%%

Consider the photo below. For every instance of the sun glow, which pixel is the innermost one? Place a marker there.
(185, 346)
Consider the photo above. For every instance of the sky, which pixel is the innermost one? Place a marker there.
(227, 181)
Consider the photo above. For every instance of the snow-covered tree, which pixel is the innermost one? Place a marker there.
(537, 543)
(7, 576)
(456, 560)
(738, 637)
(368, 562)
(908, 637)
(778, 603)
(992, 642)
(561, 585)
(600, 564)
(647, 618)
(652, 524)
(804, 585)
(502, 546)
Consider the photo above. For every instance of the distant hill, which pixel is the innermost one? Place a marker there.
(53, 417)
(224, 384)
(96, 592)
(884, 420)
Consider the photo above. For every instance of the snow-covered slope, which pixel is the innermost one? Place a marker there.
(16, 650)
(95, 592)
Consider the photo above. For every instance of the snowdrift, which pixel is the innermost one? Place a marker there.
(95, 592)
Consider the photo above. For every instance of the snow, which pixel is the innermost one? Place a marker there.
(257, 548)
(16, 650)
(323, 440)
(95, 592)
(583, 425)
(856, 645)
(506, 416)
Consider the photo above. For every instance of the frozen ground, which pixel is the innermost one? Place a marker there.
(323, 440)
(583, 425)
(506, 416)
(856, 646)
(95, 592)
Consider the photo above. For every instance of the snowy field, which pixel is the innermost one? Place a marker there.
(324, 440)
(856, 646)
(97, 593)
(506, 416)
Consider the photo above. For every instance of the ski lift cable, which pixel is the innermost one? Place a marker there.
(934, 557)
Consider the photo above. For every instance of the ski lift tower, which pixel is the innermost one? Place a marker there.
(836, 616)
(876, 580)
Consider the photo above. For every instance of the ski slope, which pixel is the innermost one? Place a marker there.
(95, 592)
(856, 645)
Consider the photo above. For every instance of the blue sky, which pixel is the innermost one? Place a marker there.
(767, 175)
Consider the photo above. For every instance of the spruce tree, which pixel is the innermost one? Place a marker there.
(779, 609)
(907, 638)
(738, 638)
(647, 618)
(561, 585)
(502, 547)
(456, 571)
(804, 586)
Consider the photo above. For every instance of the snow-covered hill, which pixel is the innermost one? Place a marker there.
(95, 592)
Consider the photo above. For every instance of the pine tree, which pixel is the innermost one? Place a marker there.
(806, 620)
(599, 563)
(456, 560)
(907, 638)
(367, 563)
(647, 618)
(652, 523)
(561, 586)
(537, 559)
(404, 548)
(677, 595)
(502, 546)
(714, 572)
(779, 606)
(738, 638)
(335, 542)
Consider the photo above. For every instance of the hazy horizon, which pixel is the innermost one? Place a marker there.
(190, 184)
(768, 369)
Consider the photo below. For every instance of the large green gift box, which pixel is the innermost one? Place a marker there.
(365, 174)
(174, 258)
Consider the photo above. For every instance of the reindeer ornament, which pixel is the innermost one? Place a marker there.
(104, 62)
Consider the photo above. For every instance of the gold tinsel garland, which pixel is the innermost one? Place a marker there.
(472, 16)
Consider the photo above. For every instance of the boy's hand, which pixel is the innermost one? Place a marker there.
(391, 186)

%%

__What the task requires__. Repeat the stretch of material from the line containing "Consider the photo above. For every instance of the reindeer" through the end, changing "gold" to "silver" and leaving everything else as it is.

__Solution for this task__.
Consider the photo above. For every instance of the reindeer ornament, which pixel is the innermost one? Place a marker there.
(104, 62)
Consider the photo above. For every instance of the silver tinsel garland, which pixel is the innermost one? Place a marker there.
(472, 16)
Consider the photo above. For every instance of the boy's hand, which pixel is the innermost one? Place a marker there.
(391, 186)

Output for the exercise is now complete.